┌─ Study text
My Lords, I am sure that it will not have escaped the Minister’s attention that a number of Members of your Lordships’ House are genetically modified. When it comes to plants, does he not agree that there is colossal evidence that, given the shortage of water in the world and of food in many countries, the need for genetically modified plants is ever increasing and that this is an important technology to help many people who are starving?

My Lords, as the noble Lord, Lord Taverne, has said, there is no shred of scientific evidence to suggest that GM foods carry any risk to human health. All talk in the media of “Frankenstein foods” is nonsense. Many GM crops have been cultivated with improvement in the quality of the crops and in their yields in many countries across the world. Is it not now perverse and misguided for the European Union, for instance, to have imposed a ban on the cultivation of GM crops? Can we do better?

The noble Lord makes a really important point. My right honourable friend the Secretary of State and I have discussed this issue with Commissioner Borg in order to emphasise the importance of finding a solution that gets the current system working. The commissioner has signalled that he wants to try to resolve the problems at European level and we look forward to further discussions on this issue.

My Lords, can my noble friend explain why, for 20 years, a group of environmental activists has been allowed to deny the British consumer choice in this matter: the choice to buy GM crops if they prefer them because they think they are good for human health and the environment?

My noble friend is quite right that there are groups—interests—that have been successful in creating controversy around GM which has devalued the public debate and means that people have not been able to reach a balanced view of the pros and cons. We will strive to change that.
└─
┌─ Stored data
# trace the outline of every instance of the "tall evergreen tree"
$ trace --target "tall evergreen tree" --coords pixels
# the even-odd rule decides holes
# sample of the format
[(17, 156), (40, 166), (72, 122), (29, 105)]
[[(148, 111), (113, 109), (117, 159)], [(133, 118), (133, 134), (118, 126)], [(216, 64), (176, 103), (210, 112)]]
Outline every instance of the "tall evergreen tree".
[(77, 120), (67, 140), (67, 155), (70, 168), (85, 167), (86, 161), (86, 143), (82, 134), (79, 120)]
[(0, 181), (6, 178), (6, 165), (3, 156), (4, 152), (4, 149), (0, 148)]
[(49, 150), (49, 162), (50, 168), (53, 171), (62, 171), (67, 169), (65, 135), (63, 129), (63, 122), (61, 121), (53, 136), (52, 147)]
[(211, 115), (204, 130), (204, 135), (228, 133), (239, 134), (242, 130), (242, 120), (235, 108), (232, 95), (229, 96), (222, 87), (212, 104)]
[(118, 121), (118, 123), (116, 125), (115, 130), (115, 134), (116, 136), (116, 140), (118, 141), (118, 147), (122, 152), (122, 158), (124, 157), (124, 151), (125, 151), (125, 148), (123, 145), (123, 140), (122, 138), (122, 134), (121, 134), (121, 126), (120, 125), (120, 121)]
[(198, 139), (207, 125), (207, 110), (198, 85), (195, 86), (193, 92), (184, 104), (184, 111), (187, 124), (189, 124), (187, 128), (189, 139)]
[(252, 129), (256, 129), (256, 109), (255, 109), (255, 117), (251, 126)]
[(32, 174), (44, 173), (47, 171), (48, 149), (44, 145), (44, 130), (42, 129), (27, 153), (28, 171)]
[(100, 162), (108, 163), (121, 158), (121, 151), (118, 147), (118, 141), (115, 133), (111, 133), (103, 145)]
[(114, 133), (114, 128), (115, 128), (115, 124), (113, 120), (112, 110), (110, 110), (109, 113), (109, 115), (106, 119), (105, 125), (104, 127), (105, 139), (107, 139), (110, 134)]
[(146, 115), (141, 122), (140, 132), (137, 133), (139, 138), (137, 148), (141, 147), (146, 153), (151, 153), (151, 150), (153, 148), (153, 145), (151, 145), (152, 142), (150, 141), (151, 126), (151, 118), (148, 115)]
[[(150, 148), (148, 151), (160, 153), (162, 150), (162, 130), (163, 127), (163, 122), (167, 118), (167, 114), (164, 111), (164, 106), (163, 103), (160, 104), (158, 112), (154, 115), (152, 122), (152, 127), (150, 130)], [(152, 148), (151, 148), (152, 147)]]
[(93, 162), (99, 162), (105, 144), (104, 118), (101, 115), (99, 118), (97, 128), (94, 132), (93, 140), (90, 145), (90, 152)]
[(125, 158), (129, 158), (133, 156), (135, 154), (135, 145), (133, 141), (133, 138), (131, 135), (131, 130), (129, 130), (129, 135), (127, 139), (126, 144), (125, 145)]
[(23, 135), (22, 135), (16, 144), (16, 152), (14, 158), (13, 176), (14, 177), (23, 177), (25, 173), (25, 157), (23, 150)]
└─
Exercise brief =>
Please rewrite the part of the debate on GM crops that opens with the words "My Lords, can" and closes with "to change that.", putting "campaign groups" in place of "environmental activists". The entries are separate material, unrelated to the debate on GM crops.

Exercise result =>
My Lords, can my noble friend explain why, for 20 years, a group of campaign groups has been allowed to deny the British consumer choice in this matter: the choice to buy GM crops if they prefer them because they think they are good for human health and the environment?

My noble friend is quite right that there are groups—interests—that have been successful in creating controversy around GM which has devalued the public debate and means that people have not been able to reach a balanced view of the pros and cons. We will strive to change that.